━━ MATERIAL FOR THIS EXERCISE ━━

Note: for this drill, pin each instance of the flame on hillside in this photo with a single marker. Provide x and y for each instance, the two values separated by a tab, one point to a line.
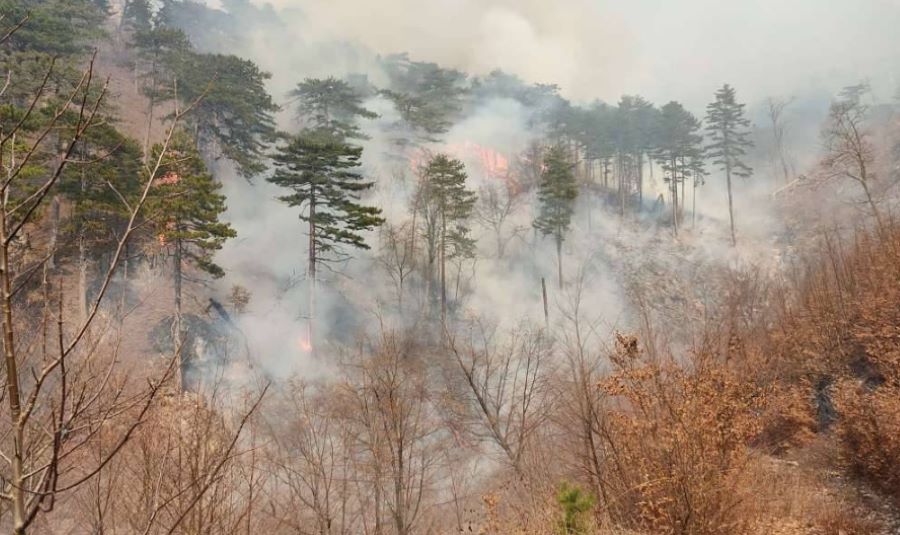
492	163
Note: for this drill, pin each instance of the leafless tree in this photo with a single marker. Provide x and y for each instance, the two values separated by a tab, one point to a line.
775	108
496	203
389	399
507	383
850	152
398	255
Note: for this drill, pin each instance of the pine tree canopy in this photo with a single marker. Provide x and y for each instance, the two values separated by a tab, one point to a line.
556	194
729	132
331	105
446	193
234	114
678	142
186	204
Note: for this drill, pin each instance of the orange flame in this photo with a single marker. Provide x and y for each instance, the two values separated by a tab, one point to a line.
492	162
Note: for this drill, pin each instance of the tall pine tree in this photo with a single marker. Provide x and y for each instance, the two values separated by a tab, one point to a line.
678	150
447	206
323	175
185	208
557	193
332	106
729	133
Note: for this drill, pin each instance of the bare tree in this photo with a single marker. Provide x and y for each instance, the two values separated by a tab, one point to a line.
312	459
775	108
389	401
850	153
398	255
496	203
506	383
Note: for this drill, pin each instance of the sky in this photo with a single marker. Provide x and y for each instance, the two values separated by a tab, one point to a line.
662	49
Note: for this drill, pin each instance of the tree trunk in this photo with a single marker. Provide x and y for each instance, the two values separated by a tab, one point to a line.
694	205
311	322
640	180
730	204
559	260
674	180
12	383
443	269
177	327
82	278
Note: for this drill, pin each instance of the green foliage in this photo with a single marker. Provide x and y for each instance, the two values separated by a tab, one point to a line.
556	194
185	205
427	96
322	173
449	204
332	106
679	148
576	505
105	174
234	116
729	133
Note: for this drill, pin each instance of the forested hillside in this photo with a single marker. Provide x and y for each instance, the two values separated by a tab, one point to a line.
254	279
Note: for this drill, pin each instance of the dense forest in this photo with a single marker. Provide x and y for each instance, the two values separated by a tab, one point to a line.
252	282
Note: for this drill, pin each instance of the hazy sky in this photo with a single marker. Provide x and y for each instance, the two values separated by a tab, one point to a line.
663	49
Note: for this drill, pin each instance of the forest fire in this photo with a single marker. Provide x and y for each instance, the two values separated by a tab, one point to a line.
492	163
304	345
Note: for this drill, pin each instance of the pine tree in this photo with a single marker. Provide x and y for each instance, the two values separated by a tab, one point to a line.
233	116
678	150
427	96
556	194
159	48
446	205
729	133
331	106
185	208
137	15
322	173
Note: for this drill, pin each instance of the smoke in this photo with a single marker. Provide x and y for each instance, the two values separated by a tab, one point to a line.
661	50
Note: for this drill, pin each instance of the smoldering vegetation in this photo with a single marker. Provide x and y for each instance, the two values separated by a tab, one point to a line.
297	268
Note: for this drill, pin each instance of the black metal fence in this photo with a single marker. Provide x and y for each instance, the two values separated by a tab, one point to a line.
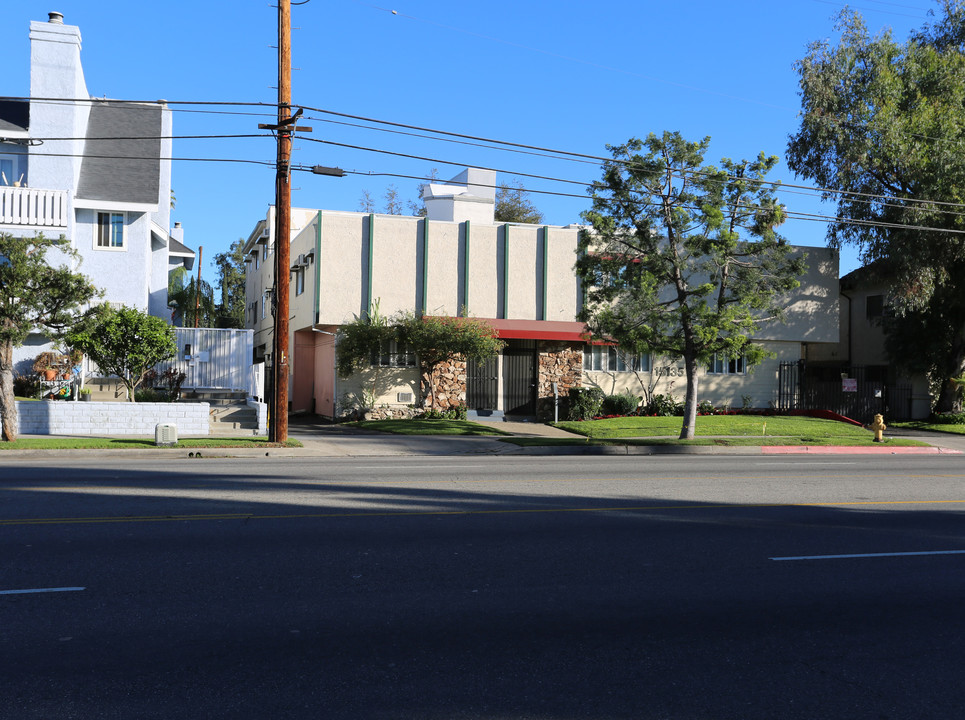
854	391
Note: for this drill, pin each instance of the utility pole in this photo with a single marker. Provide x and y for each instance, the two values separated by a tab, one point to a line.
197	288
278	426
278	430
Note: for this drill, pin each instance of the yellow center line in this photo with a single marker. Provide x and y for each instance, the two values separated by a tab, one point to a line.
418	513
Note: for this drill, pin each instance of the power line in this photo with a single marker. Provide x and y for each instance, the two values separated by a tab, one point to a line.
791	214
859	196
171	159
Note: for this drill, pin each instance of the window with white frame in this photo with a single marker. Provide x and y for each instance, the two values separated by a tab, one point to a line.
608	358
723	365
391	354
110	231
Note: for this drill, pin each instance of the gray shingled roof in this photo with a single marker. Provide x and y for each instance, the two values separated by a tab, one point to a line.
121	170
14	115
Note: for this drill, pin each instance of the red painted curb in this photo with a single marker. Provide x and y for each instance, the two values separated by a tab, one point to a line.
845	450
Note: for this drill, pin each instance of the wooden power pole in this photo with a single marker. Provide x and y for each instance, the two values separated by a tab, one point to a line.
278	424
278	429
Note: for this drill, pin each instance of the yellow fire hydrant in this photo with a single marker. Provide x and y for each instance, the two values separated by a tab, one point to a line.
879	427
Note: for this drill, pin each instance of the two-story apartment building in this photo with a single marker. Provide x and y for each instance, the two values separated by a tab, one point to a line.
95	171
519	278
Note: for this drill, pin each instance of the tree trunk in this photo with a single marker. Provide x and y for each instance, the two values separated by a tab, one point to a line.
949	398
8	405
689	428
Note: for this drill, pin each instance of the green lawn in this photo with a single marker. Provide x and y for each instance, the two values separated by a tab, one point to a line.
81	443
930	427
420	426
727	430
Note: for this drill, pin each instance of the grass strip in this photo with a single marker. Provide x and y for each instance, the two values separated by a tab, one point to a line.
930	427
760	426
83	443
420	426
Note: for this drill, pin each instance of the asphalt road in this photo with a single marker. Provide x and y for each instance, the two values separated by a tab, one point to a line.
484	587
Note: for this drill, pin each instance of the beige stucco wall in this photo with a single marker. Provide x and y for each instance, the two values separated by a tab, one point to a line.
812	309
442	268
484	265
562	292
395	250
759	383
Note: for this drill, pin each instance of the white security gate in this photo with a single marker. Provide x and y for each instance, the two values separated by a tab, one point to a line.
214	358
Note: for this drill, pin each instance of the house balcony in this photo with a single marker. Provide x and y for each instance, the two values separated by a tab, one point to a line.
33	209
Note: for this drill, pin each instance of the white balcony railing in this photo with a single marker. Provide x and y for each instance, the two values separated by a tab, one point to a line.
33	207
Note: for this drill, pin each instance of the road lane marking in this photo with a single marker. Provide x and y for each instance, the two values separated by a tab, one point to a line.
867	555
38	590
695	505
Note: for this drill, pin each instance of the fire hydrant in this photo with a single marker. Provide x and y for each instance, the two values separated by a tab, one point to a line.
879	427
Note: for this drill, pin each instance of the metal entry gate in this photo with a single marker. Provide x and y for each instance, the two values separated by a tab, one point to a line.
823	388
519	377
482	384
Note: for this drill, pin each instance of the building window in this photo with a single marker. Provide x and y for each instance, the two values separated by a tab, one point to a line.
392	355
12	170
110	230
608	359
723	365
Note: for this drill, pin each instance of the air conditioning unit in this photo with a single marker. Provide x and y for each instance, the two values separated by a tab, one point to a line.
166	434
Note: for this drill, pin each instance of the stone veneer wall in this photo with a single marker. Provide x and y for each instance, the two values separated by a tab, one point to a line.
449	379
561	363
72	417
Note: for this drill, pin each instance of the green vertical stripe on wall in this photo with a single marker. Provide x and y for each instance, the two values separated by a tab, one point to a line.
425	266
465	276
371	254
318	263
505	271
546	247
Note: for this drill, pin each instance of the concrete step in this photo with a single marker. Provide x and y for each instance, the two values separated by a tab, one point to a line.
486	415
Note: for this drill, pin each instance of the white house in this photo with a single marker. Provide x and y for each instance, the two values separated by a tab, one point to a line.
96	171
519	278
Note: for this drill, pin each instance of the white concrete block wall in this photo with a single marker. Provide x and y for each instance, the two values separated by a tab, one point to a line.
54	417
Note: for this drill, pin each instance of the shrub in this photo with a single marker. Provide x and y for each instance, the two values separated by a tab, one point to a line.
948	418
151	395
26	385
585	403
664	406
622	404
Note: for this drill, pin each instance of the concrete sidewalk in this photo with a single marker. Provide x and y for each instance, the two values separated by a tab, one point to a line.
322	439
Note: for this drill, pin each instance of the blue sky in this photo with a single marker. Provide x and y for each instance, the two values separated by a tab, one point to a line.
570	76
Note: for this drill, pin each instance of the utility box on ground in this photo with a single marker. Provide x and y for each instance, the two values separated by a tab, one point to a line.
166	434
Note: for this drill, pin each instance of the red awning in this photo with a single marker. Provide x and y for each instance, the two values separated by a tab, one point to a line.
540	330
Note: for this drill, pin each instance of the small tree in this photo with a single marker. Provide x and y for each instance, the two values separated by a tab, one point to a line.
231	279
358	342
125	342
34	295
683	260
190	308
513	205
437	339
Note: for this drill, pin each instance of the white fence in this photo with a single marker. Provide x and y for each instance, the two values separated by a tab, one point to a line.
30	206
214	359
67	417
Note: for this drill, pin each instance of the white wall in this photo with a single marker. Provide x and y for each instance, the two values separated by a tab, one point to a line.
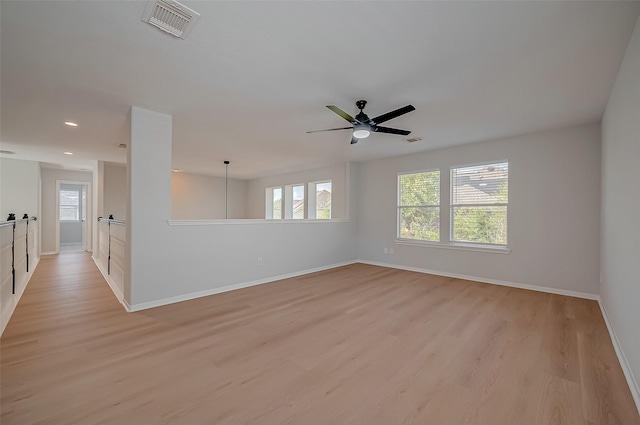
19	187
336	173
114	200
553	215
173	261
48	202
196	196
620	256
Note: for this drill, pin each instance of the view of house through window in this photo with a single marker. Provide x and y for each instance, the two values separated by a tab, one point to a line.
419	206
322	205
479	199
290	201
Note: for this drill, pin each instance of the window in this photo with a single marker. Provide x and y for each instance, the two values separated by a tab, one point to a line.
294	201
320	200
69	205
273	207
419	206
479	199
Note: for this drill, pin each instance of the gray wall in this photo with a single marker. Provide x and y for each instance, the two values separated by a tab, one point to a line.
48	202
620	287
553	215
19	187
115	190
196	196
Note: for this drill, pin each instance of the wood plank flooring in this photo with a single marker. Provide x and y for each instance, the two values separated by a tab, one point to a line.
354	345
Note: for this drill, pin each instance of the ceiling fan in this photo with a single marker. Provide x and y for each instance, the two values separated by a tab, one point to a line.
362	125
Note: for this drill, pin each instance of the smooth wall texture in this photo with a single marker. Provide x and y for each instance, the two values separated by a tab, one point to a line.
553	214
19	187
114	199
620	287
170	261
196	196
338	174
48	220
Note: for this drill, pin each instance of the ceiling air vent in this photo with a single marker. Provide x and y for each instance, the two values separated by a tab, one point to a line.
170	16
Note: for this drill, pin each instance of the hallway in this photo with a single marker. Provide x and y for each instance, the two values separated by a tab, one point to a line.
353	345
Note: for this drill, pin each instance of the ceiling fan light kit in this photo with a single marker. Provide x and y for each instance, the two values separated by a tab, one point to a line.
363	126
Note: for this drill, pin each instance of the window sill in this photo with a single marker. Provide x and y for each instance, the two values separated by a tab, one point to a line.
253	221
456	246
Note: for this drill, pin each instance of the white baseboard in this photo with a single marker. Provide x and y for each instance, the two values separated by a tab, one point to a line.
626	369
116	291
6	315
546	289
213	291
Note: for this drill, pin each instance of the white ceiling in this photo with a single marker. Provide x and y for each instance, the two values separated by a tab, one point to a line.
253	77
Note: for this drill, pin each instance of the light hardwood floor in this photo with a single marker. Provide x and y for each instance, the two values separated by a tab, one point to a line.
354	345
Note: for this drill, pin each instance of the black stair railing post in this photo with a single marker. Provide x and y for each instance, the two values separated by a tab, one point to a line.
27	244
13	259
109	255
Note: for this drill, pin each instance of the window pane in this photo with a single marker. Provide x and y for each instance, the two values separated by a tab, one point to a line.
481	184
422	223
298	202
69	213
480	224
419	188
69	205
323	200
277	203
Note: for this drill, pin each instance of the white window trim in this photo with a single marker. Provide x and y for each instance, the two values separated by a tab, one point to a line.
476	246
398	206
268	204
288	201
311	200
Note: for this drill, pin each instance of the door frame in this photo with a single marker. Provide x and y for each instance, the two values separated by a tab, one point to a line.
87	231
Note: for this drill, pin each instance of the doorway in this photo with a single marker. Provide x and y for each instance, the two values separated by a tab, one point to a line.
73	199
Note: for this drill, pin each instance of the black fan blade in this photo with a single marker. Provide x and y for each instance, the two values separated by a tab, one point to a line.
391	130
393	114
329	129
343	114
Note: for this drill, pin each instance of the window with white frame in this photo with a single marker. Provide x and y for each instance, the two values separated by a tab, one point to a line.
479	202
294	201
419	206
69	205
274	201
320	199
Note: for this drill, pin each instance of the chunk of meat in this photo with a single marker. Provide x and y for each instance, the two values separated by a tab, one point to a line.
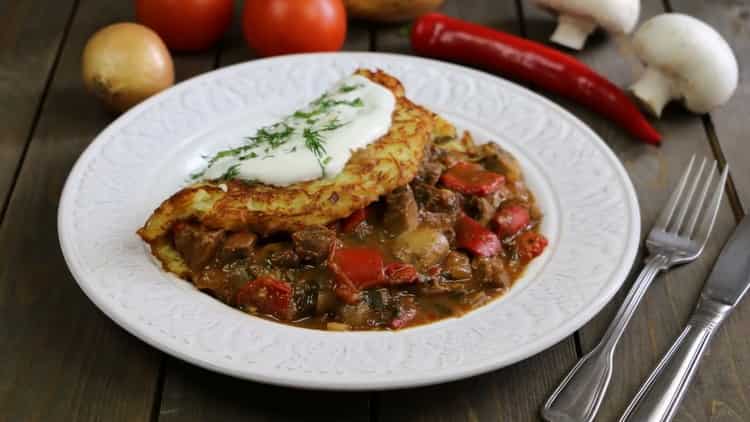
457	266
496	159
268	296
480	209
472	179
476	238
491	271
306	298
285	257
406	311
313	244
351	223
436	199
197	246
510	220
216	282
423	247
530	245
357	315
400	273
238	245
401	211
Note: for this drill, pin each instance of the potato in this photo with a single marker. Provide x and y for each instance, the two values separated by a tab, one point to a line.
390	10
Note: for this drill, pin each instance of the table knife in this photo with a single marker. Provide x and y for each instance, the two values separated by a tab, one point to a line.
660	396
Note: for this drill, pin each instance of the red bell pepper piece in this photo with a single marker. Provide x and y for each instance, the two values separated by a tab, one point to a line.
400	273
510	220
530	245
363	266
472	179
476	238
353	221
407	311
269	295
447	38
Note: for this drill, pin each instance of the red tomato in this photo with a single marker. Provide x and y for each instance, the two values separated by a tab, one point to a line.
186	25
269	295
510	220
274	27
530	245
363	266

━━━

REQUIRED TASK ▸
Print exactly the lines from the one with "Note: for this drill, pin each instance of the potato" through the end of the data, inclusive.

RESULT BELOW ▸
Note: for this drill, pin each instance of the potato in this photo with a single marker. Provide x and y for each instance, the two values separated by a tab, one point to a line.
390	10
Note: for this drill, pin each instance of the table knife in this photo with a single marker. Provide x and y for each instance, the two values separated by a tab, one point to a line.
660	396
Note: for this drill, pin each instance of the red bell pepper piece in this photo with a single marker. Provide x and y for each instance, the two values separated by a tab, one point to a line.
400	273
510	220
530	245
363	266
472	179
476	238
353	221
407	311
269	295
447	38
Note: for this drill, pin each instance of the red tomato in this photo with a single marker. Provide x and y for each instance, the two values separated by a tab, one point to a line.
186	25
269	295
510	220
274	27
530	245
363	266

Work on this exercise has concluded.